--- Exercise instructions ---
Check each line of the material below, and copy it if it holds the string "pixels".

--- Entries shown ---

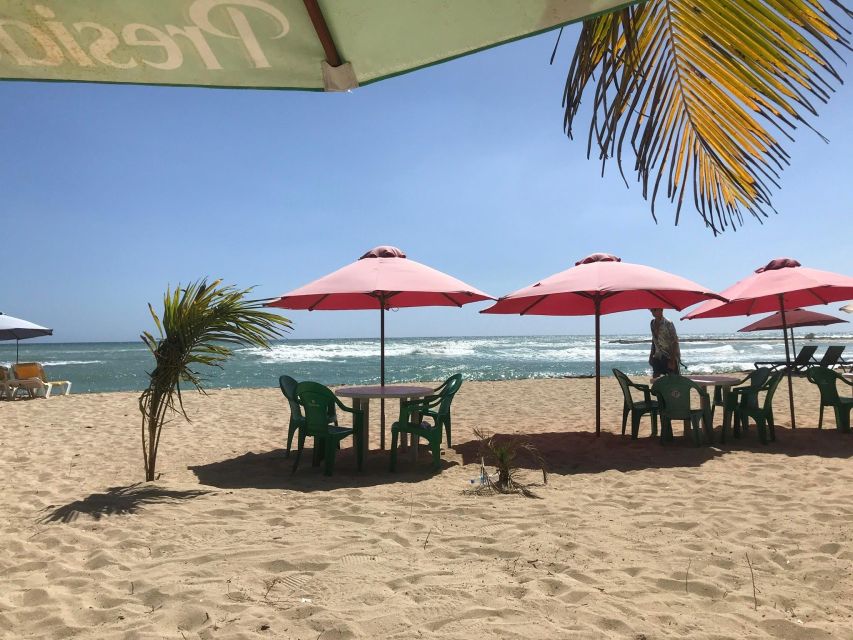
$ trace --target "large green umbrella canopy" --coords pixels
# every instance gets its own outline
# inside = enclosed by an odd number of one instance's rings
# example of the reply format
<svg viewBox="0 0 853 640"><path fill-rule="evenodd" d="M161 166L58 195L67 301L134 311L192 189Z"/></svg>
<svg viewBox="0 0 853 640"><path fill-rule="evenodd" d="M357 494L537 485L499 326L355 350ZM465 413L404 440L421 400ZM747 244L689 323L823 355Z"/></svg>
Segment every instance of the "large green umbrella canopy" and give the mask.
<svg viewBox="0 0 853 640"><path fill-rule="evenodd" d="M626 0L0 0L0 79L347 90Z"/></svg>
---
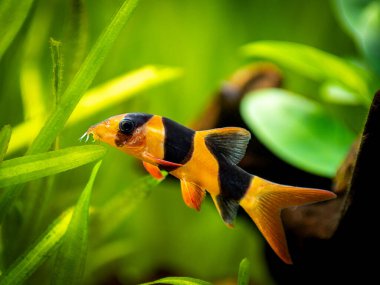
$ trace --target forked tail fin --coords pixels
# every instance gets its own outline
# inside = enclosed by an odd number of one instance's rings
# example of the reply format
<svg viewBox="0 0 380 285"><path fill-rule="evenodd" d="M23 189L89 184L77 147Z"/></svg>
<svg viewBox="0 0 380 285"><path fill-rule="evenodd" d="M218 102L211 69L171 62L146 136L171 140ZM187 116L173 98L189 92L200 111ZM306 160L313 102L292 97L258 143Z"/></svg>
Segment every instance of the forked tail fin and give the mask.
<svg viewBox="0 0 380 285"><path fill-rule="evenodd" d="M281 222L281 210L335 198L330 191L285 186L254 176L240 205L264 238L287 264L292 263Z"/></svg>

--- Solution to the problem ---
$ trace --target "large green umbrella canopy" --coords pixels
$ trace --target forked tail fin --coords pixels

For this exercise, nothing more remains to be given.